* Task to carry out:
When you copy the records that follow, please keep every word exactly as it is and leave out the pictures.

* Stored data:

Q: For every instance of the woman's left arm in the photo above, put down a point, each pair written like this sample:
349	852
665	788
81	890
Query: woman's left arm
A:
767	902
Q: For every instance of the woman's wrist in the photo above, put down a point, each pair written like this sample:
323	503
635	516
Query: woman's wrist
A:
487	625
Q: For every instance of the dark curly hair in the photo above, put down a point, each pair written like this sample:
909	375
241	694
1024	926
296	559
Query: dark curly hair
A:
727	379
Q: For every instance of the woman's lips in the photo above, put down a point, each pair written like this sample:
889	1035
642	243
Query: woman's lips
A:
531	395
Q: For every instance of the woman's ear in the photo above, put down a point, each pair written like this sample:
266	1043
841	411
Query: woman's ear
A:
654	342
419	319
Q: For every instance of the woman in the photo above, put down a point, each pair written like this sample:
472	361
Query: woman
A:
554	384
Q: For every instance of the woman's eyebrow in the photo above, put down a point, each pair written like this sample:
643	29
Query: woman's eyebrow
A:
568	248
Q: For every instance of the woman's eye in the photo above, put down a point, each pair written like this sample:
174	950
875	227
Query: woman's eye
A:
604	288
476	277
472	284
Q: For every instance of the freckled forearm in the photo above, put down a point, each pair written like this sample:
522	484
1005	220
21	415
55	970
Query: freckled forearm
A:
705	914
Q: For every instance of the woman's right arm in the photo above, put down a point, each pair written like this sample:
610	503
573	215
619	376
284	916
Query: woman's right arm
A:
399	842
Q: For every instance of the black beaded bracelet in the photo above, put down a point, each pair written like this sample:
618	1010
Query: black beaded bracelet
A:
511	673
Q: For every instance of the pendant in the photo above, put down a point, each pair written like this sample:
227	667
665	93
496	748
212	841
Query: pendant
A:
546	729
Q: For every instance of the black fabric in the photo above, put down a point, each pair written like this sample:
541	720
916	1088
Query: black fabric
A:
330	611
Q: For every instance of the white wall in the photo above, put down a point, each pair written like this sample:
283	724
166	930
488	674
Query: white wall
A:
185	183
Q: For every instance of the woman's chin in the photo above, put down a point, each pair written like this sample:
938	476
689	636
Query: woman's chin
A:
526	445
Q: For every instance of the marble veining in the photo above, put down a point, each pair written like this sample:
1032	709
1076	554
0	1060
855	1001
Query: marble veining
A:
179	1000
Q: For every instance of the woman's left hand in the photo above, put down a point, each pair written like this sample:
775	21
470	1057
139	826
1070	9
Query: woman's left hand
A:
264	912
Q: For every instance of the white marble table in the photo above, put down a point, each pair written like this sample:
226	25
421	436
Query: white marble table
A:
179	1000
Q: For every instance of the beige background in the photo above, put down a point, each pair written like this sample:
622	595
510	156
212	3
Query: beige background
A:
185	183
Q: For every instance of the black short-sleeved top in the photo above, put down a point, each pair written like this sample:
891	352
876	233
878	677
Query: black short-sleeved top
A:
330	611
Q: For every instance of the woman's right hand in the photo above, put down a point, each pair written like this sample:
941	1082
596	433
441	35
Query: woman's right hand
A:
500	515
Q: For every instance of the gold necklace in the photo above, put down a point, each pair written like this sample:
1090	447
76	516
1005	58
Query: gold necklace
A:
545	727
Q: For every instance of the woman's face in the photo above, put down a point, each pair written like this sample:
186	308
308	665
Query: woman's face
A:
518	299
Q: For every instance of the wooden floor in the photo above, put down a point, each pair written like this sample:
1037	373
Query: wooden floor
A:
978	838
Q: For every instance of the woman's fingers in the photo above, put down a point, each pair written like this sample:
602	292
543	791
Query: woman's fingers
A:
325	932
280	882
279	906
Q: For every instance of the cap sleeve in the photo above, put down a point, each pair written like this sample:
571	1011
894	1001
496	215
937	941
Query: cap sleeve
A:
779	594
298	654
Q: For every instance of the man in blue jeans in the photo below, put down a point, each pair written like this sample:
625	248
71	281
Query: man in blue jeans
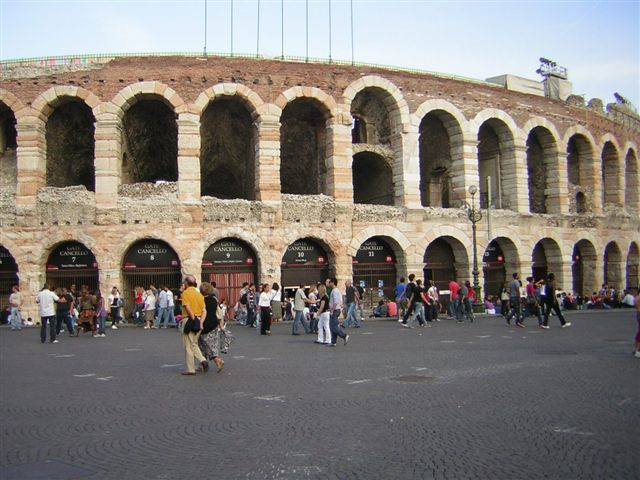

* Task solution:
Q: For every instance of the woman's left arm in the photo above, put down a point, each pair written like this sample:
349	852
665	788
81	890
Query: woman's left arm
A:
767	902
Q: For every instance of the woman's wrist in the photo above, put down a point, each pair written like this sample:
323	503
635	516
Query: woman's wrist
A:
487	625
Q: For every instance of the dark curly hair in the photo above, put down a point, each pair written like this sample:
909	375
241	694
1024	926
296	559
Query: dark curly hair
A:
727	379
Q: For every instance of the woman's lips in the photo above, put down a point, each pair written like this sample:
889	1035
642	243
Query: woman's lips
A:
531	395
Q: For every instance of the woman's ear in the photo above, put down a point, each pair written like this sample:
266	1043
841	411
Query: woman's ear
A:
654	342
419	319
Q: For every instance of the woman in the photo above, put down a point, each pair written like this sample:
472	361
Query: woman
A:
554	384
Q: For every instance of the woman's eyebrow in the photo above, put down a point, each pair written like this sample:
643	29
Query: woman's eyebrow
A:
568	248
Q: For every instance of the woman's eye in the photo above, put down a point, each pair written like this sample:
174	950
875	227
Query: woman's eye
A:
604	288
476	277
472	284
Q: For every instance of the freckled forearm in the photo above, put down a point, each pair written like this sample:
522	484
1005	220
21	415
55	970
Query: freckled forearm
A:
705	914
Q: For every instance of the woman's right arm in the photo above, put down a point, each pair written like this sample:
610	503
573	215
619	376
284	916
Query: woman's right arm
A:
399	842
Q: For every instance of the black beaded bracelet in the photo above, put down a point, each pair written like this sample:
618	1010
Query: black beaded bracelet
A:
511	673
Q: For every instance of the pendant in the photo above, put down a point, each pair written like this sample:
227	667
665	93
496	748
212	841
Query: pendant
A:
546	729
Q: For every instance of the black fabric in the photo above, put down a point, each pair written like this sample:
541	720
916	1088
Query: black fabric
A:
330	611
Q: For every instance of the white wall in the photo above, put down a point, each pair written like this sample:
283	724
166	930
488	674
Query: white wall
A:
185	183
Q: For every instance of the woman's chin in the photo above, put down a point, each pair written like this sample:
938	476
689	636
Query: woman's chin
A:
526	445
Q: For every instance of the marble veining in the photo above, put down a point, each pair written like this sample:
1032	709
1076	554
0	1060
855	1001
Query: marble veining
A:
179	1000
Q: For every instance of the woman's left hand in the photo above, put down a point, each pair written like this sample:
775	21
470	1057
139	826
1070	9
Query: woman's left hand
A:
264	912
Q: For every instance of the white marble table in the photo above, put down a point, each pair written like this sample:
226	25
421	436
Query: white marble table
A:
179	1000
Q: For every instance of the beige background in the photo above, put down a point, each pair written like this sample:
622	595
510	156
212	3
Query: beige background
A:
185	183
Q: For every instance of the black short-sleeved top in the photo above, put down a point, each pair written like this sample:
891	352
876	233
878	677
Query: black short-sleeved top
A:
330	611
Q: For every instance of the woman's right hand in the photo above, put down a point, each pair written like this sample:
941	1082
596	433
441	35
Query: woman's right hand
A:
500	515
Q: For every instance of the gold necklace in the photo above, put down a point, each pair written like this sample:
1090	447
76	516
1005	58
Query: gold necklace
A:
545	727
Q: For every instance of the woman's face in the photo above, put down a point, each pair written like this sample:
186	308
308	665
Query: woman's face
A:
518	299
Q: For every instance of the wooden floor in the photo above, put down a point, each pair written like this sample:
1037	373
Query: wooden floor
A:
978	838
Q: For every instance of the woman's fingers in the photo above, put down a point, each pair written like this sample:
602	292
543	791
Query: woman's fingers
A:
325	932
280	882
279	906
Q: For every instance of the cap sleeve in the photo above, put down a point, each pair written like this sample:
571	1011
894	1001
496	215
937	941
Query: cap sleeve
A:
779	594
298	654
Q: For every instance of the man in blue jeans in the photo below, put down a point, each pair written like this sample:
625	248
71	281
Query: man in blue jeans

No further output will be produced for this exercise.